### Description of the task
The data below is to be set down again exactly as written.
━━━━━━━━━━
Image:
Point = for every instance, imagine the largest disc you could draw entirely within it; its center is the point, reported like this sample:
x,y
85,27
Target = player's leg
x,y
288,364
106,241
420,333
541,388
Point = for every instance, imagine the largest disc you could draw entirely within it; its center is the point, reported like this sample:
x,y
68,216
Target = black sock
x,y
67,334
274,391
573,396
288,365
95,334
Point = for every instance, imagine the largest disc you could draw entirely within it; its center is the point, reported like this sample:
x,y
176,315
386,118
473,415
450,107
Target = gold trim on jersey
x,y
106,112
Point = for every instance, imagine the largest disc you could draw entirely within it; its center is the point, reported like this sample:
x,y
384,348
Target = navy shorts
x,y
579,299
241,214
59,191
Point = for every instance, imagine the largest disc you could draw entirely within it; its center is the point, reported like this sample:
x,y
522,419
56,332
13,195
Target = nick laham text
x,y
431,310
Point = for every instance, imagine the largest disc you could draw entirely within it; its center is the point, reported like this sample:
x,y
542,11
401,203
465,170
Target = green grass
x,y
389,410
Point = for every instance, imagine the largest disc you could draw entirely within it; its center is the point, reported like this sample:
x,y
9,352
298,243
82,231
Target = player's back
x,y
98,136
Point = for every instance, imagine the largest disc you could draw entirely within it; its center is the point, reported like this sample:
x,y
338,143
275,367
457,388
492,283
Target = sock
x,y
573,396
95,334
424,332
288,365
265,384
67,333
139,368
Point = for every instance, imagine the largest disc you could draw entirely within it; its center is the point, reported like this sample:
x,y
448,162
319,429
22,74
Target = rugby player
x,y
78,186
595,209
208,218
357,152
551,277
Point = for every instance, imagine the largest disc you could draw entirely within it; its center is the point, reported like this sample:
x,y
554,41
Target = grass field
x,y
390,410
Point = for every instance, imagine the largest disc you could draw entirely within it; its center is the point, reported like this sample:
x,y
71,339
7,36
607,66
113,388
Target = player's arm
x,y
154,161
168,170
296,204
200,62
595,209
━━━━━━━━━━
### Solution
Image:
Point = for every instance, imagine the largest disc you could draw entirely within it; its center is the point, reported like this sample:
x,y
85,27
Target = player's leg
x,y
288,364
106,241
420,333
541,388
Point = for every instance, imagine the largest disc you could draw entirely within it; its center is the point, reported like this sample:
x,y
68,216
Target = black sock
x,y
67,334
274,391
573,396
288,365
95,334
Point = for every instance, imagine the largest disc you could draw entirely within it; its center is the point, reported like this sample:
x,y
176,315
386,118
473,415
450,107
Target = gold trim on jersey
x,y
106,112
Point = for every instance, imagine the largest disc you could draw entirely within it; its center is the point, reported like this sample:
x,y
384,348
Target = navy shorts
x,y
579,299
241,214
59,191
Point = for every instance, imagine the largest disc you could draw entirely within it; its center is the point, reported like this sample:
x,y
522,419
56,332
13,195
Target = nick laham text
x,y
431,310
Point = for every instance, imagine the largest disc you could draw entirely within it; its center is the point, reported like this sample:
x,y
542,11
401,203
465,170
Target = green grass
x,y
389,410
Point = for every instance, imagine the largest disc you could draw entirely within it; its center is the point, reported like this sample:
x,y
9,352
298,243
82,231
Target = player's back
x,y
98,136
Point = for every instance, imagine the largest disc you could draw entirely within it; its center is the point, reported like this sample:
x,y
338,143
275,367
457,388
492,283
Target = sock
x,y
573,396
95,334
424,332
288,365
265,384
67,333
139,368
Point = for every instance, imagine the largest disc you could draw entirely within it; its center is the point, reported like this sample:
x,y
448,162
319,429
22,74
Target = rugby player
x,y
78,186
595,209
208,218
357,152
551,277
Point = for every instance, imagine the largest disc you could draw entirely within it; its center is the point, reported like this sample:
x,y
554,41
Target = grass field
x,y
390,410
Point = for every instance, imagine the largest disc you could draw entirely within it; its center is the point, reported like this sample:
x,y
71,339
7,36
607,66
113,388
Target = player's arm
x,y
154,161
168,170
296,204
200,62
595,209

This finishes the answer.